# TASK OBJECTIVE:
Render the lines starting at the top and ending at the line containing "M287 364L293 371L323" as a two-column CSV with the headers instruction and outline. Put one row for each instruction and its path data, with each value in a single quoted field, line breaks replaced by spaces, and the pictures left out.
++++ RECORD SET
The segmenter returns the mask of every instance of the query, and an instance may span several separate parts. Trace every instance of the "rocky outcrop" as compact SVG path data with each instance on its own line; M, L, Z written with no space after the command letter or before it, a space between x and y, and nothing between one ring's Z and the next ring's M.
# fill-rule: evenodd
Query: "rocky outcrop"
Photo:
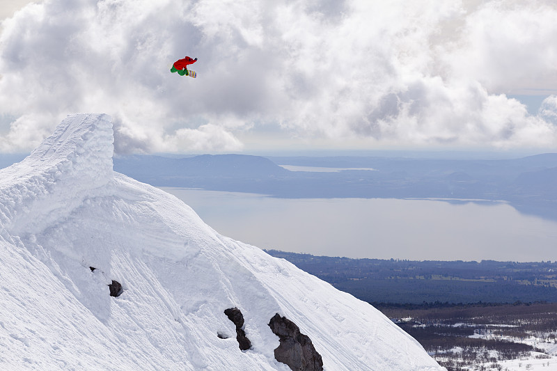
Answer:
M247 350L251 348L251 342L246 336L244 331L244 315L237 308L229 308L224 310L224 314L236 325L236 340L240 350Z
M112 283L108 285L110 289L111 297L119 297L122 294L124 290L122 288L122 285L117 281L112 280Z
M287 364L293 371L323 370L321 355L315 351L311 340L300 333L296 324L276 313L269 322L269 326L281 342L274 349L276 361Z

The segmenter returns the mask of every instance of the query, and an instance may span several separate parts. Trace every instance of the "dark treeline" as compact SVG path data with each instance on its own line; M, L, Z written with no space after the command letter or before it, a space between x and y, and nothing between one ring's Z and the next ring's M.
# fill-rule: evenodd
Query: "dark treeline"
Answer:
M350 259L267 252L370 303L557 302L557 262Z

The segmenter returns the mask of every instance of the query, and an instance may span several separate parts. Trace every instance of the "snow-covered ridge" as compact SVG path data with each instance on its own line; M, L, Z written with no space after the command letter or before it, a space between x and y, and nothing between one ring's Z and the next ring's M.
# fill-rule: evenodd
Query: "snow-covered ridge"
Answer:
M325 370L442 370L370 305L114 173L113 141L109 116L68 116L0 171L0 368L288 371L274 353L278 314Z
M24 161L0 171L0 225L33 232L77 207L111 181L113 141L110 116L68 116Z

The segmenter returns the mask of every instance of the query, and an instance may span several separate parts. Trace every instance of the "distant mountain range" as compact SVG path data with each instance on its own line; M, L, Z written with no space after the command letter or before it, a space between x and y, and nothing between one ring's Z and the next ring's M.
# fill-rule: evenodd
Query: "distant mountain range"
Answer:
M372 168L376 171L290 171L279 165ZM115 157L114 170L158 187L289 198L504 200L523 212L557 219L557 153L497 160L132 155Z

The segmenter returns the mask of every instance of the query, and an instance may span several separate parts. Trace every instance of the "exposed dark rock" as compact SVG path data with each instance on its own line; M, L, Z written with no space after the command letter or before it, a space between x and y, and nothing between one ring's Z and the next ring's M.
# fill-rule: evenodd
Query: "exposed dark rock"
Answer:
M122 294L122 292L124 291L122 288L122 285L114 280L112 280L112 283L109 285L108 287L110 289L111 297L119 297Z
M244 315L237 308L229 308L224 310L224 314L236 325L236 329L244 327Z
M293 371L323 370L321 355L308 336L300 333L296 324L276 313L269 322L269 326L281 342L274 349L276 361L287 364Z
M247 350L251 348L251 342L249 341L246 333L244 331L244 315L237 308L229 308L224 310L224 314L236 326L236 340L241 350Z

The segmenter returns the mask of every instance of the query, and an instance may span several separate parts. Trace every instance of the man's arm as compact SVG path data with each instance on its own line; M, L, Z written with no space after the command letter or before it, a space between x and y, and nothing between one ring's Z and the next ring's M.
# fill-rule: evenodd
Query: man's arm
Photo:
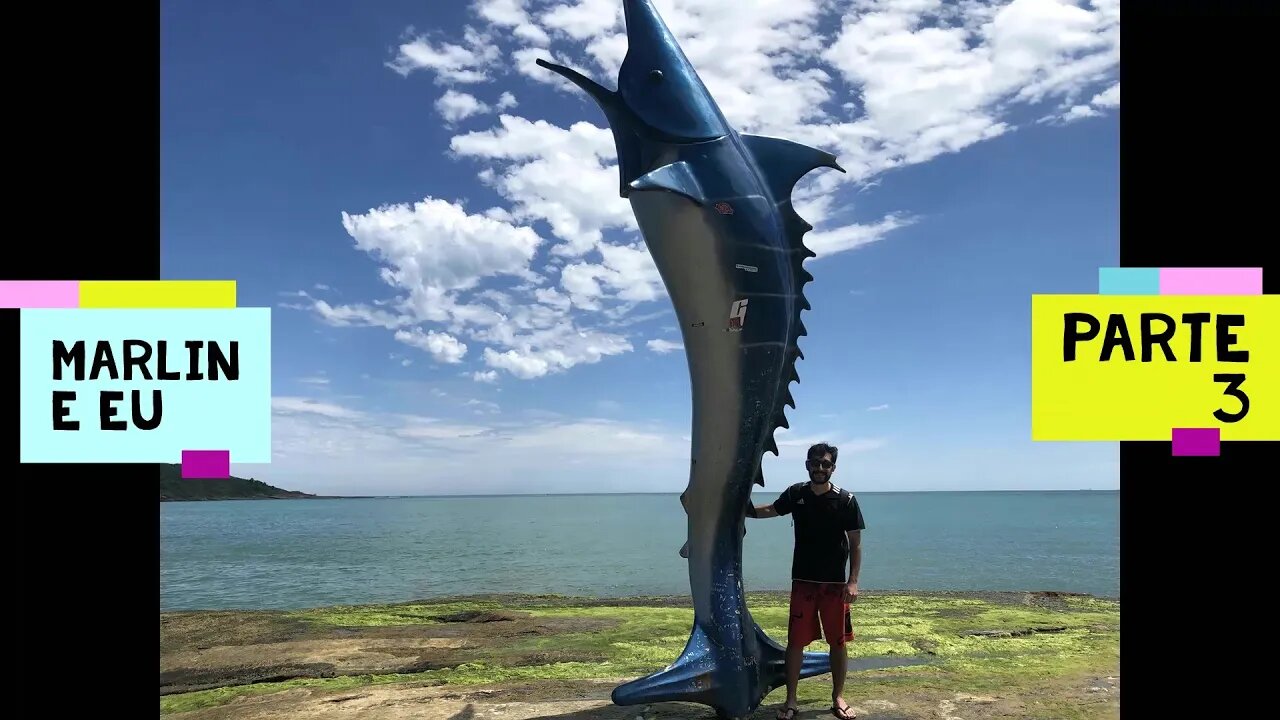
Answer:
M759 518L777 518L778 516L778 510L776 507L773 507L773 503L769 503L769 505L753 505L746 511L746 515L749 518L756 518L756 519L759 519Z
M863 532L846 530L849 536L849 584L858 585L858 573L863 569Z

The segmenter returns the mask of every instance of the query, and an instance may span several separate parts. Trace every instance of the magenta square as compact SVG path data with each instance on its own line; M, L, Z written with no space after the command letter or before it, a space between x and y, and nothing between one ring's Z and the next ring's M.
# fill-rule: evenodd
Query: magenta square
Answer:
M1217 457L1222 448L1219 428L1174 428L1174 455L1180 457Z
M183 450L182 477L184 479L227 479L232 477L229 450Z

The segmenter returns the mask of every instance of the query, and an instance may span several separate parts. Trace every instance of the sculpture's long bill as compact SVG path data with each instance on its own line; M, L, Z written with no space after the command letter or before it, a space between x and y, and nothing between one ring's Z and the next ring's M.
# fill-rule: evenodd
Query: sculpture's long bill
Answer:
M722 716L750 714L785 682L783 648L751 620L742 594L744 514L773 433L795 406L801 292L814 254L791 188L833 155L735 132L650 0L625 0L628 50L611 91L544 60L604 111L630 199L667 286L692 384L689 515L694 628L666 670L620 685L620 705L691 701ZM801 676L829 671L808 652Z

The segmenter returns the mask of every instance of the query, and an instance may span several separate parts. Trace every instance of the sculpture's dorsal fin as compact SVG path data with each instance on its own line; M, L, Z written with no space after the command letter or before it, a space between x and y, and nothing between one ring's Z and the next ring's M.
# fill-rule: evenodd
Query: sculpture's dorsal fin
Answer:
M791 388L787 386L800 382L800 374L796 373L795 365L797 359L804 357L804 354L800 352L799 340L808 334L804 323L800 322L800 313L809 309L809 300L804 296L804 286L813 279L813 275L804 269L804 261L817 256L817 252L809 250L804 243L804 236L813 229L813 225L801 218L791 205L791 190L800 182L800 178L817 168L831 168L841 173L845 169L836 161L835 155L817 147L763 135L740 133L739 138L741 138L742 146L755 160L756 168L760 170L765 188L769 191L773 204L782 217L782 232L791 249L791 272L795 278L795 314L791 318L786 365L782 369L783 387L778 393L777 407L772 416L772 429L777 430L778 428L790 428L783 406L795 407L795 398L791 395ZM777 443L773 441L772 430L767 450L777 454Z
M663 165L657 170L640 176L639 178L631 181L630 188L632 191L664 190L667 192L675 192L676 195L687 197L698 205L707 205L707 196L703 193L703 186L698 182L698 178L694 177L694 169L690 168L689 163L685 163L684 160Z
M774 202L791 201L791 188L817 168L845 172L836 156L826 150L780 137L739 133L742 145L755 158Z

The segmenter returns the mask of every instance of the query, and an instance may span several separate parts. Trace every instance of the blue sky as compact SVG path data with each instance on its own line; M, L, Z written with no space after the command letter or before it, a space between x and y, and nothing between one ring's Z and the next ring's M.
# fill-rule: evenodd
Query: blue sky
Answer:
M803 479L817 439L861 491L1119 487L1116 443L1029 439L1032 293L1094 292L1119 261L1119 3L657 5L740 131L850 170L797 187L819 256L765 489ZM161 18L164 277L273 307L274 459L233 471L351 495L684 488L675 315L603 118L534 65L612 87L621 3Z

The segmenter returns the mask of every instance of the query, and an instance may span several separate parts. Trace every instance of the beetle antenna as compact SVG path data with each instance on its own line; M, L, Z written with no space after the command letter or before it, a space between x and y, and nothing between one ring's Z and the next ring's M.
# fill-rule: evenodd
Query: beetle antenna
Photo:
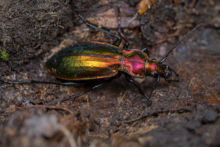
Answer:
M197 26L195 26L191 31L189 31L188 33L186 33L168 52L167 54L160 60L160 63L163 63L167 60L167 57L170 55L170 53L172 53L172 51L174 49L176 49L180 44L182 44L182 42L189 37L190 34L192 34L195 30L197 30L199 27L201 26L201 24L198 24Z

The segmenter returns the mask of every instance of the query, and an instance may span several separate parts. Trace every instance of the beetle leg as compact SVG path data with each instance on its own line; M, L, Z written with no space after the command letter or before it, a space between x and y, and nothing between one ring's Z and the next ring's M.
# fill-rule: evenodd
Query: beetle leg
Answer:
M153 83L153 87L151 89L149 97L151 97L151 95L153 94L153 91L157 88L157 85L158 85L159 82L160 82L160 76L158 75L157 79Z
M141 95L143 95L143 96L146 98L147 103L148 103L148 106L150 106L150 105L152 104L152 102L151 102L151 100L150 100L150 96L147 96L147 95L143 92L143 90L141 89L141 87L137 84L136 81L134 81L134 79L133 79L131 76L126 75L125 77L126 77L126 79L127 79L131 84L133 84L133 85L139 90L139 92L141 93Z
M150 56L150 51L148 48L143 48L141 51L147 53L147 55Z

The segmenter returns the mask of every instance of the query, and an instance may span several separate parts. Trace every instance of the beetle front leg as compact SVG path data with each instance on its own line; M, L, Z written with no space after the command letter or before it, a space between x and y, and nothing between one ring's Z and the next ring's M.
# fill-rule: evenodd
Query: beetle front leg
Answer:
M139 90L139 92L141 93L141 95L143 95L143 96L146 98L146 100L147 100L147 105L150 106L150 105L152 104L152 102L151 102L151 100L150 100L150 96L147 96L147 95L143 92L143 90L141 89L141 87L138 85L138 83L137 83L136 81L134 81L134 79L133 79L131 76L126 75L125 77L126 77L126 79L127 79L131 84L133 84L133 85Z
M160 82L160 76L157 76L157 79L153 83L153 87L151 89L149 97L153 94L153 91L157 88L158 83Z

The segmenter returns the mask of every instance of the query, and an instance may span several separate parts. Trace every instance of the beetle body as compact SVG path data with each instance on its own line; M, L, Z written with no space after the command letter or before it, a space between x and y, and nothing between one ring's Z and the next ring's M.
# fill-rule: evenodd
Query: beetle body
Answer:
M67 47L52 56L46 67L56 78L67 81L111 78L119 72L134 78L145 78L158 68L141 50L123 50L101 42Z

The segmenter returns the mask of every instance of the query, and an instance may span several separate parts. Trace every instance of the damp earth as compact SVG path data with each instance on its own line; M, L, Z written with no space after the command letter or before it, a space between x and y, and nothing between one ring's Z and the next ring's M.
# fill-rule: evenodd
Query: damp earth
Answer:
M161 80L148 107L121 76L74 101L57 101L85 86L0 83L0 146L220 146L220 15L217 0L160 0L137 16L134 0L0 1L0 79L58 81L45 61L80 41L113 43L88 28L74 11L117 33L130 49L168 57L179 82ZM133 20L132 20L133 19ZM132 20L129 24L128 22ZM6 51L8 58L2 58ZM150 92L153 79L141 87Z

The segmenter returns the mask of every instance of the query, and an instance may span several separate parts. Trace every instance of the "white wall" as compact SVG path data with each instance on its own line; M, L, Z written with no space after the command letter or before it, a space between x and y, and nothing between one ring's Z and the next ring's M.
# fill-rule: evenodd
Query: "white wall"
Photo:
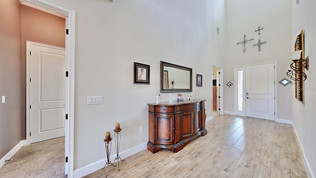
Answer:
M223 0L50 1L76 11L75 170L105 158L105 133L113 137L117 122L120 151L147 143L147 103L159 92L160 60L192 68L193 91L196 74L203 75L199 95L211 115L211 65L224 59L225 39L216 33L219 26L225 34ZM133 84L134 62L150 65L150 85ZM100 95L103 104L86 104Z
M300 142L310 167L316 174L316 16L315 10L316 1L314 0L300 0L298 5L292 1L292 32L291 48L296 37L303 29L305 33L305 55L310 58L310 68L306 71L307 79L305 81L305 104L295 98L294 87L292 87L293 123ZM306 138L304 135L306 135Z
M226 60L224 70L224 84L234 83L234 68L252 64L277 62L277 118L292 120L292 91L291 87L283 87L278 81L286 77L289 68L289 52L291 45L291 2L288 0L226 0ZM255 30L260 26L264 29L258 35ZM236 44L243 40L255 40L246 44L246 50L242 50L242 44ZM267 43L261 45L261 51L253 46L258 40ZM224 85L224 109L235 111L234 87Z

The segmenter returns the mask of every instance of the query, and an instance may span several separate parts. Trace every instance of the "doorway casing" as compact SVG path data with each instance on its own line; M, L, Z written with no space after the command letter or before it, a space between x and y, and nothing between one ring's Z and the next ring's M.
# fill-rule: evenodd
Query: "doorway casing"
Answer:
M68 172L68 178L73 178L76 13L74 10L47 0L20 0L20 1L22 4L65 18L66 19L66 28L68 29L68 35L66 36L65 68L66 70L68 71L68 77L65 85L65 96L66 97L65 98L65 113L68 114L68 119L65 120L65 129L68 136L68 138L65 137L66 144L65 144L65 152L68 153L67 159L68 168L68 170L65 170L65 171ZM28 124L27 122L27 124ZM29 143L27 142L27 144Z
M223 84L223 81L224 81L223 80L223 68L220 66L215 65L215 64L212 64L212 70L213 70L213 68L215 67L217 68L218 70L218 71L219 71L218 73L217 74L216 74L217 75L218 75L218 86L219 86L219 91L218 91L218 93L219 93L219 94L218 94L218 97L219 98L217 98L218 100L219 100L219 106L217 106L218 108L219 109L217 109L217 112L219 113L219 114L224 114L224 98L223 98L223 93L224 93L224 86ZM214 71L212 71L212 73L214 74ZM213 89L213 88L212 88L212 89ZM213 92L212 91L211 92L212 93L212 98L213 98ZM211 103L212 103L212 107L211 108L211 110L213 110L213 102L211 102ZM212 115L213 115L213 112L212 112Z
M234 112L234 114L235 115L239 115L239 116L246 116L246 107L245 107L245 103L246 103L246 78L245 78L245 76L246 76L246 67L249 67L249 66L256 66L256 65L262 65L262 64L271 64L271 63L273 63L274 64L274 81L275 81L275 85L274 85L274 96L275 96L275 106L274 106L274 111L275 111L275 115L274 115L274 121L276 121L277 119L277 92L276 92L277 91L277 85L276 84L276 79L277 79L277 71L276 71L276 69L277 68L277 63L276 62L267 62L267 63L260 63L260 64L253 64L253 65L247 65L247 66L241 66L241 67L237 67L235 68L235 72L234 72L234 76L235 76L235 83L236 84L235 86L235 89L234 89L234 90L235 90L235 102L234 102L234 108L235 108L235 112ZM242 84L242 88L244 89L243 89L243 91L242 93L242 100L243 101L243 104L244 104L244 107L243 107L243 109L242 111L238 111L238 71L242 71L243 73L243 76L242 76L242 81L243 81L243 84Z

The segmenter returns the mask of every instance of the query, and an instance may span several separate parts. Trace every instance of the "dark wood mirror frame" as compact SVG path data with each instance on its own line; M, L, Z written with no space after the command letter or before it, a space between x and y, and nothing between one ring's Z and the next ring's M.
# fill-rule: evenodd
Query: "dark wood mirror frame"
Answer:
M164 89L163 88L163 76L165 71L163 67L170 67L176 69L183 70L190 72L190 89ZM167 71L166 71L167 72ZM189 79L188 79L189 80ZM188 67L181 66L167 62L160 61L160 92L192 92L192 69Z

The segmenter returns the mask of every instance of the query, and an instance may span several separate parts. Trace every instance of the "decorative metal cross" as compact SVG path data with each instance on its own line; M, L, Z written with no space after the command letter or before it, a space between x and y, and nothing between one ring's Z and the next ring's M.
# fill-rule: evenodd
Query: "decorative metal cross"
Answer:
M242 47L242 51L243 51L243 52L245 52L246 50L247 50L247 47L246 47L246 44L247 44L247 42L252 41L254 39L251 39L247 40L246 39L246 35L244 35L243 40L241 42L237 43L236 44L243 44L243 46Z
M262 42L261 43L261 40L259 39L258 40L258 43L256 44L253 44L253 46L258 46L258 51L261 51L261 44L264 44L267 43L267 42Z
M260 26L258 27L258 30L255 30L255 32L258 32L258 35L260 35L260 30L263 30L263 28L260 28Z

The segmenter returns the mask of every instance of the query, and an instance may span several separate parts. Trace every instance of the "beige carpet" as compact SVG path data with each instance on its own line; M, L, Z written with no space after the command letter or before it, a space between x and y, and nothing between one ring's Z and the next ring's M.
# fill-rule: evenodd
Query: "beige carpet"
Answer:
M64 155L64 137L23 146L0 168L0 178L67 178Z

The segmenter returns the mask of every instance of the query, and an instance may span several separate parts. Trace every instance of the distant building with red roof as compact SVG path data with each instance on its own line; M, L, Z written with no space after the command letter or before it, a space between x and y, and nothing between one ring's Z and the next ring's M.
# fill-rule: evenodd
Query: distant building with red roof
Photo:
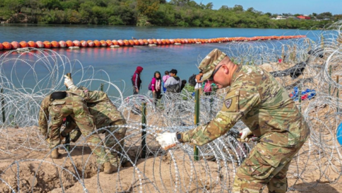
++++++++
# EXERCISE RESPONSE:
instruction,outline
"The segmenter returns the mask of every instance of the query, and an instance may span several separate parts. Trace every instance of the ""rocky outcrop"" as compact SVG path data with each instance on its own line; M, L, Z written with no space after the command letter or before it, a space between x and y, and nothing between one ring's Z and the next ring's M. # fill-rule: evenodd Query: ""rocky outcrop"" Photo: Answer:","M247 350L251 348L251 342L246 336L244 331L244 315L237 308L229 308L224 310L224 314L236 325L236 340L240 350Z M112 283L108 285L110 289L111 297L119 297L122 294L124 290L122 288L122 285L117 281L112 280Z M287 364L293 371L323 370L321 355L315 351L311 340L300 333L296 324L276 313L269 322L269 326L281 342L274 349L276 361Z"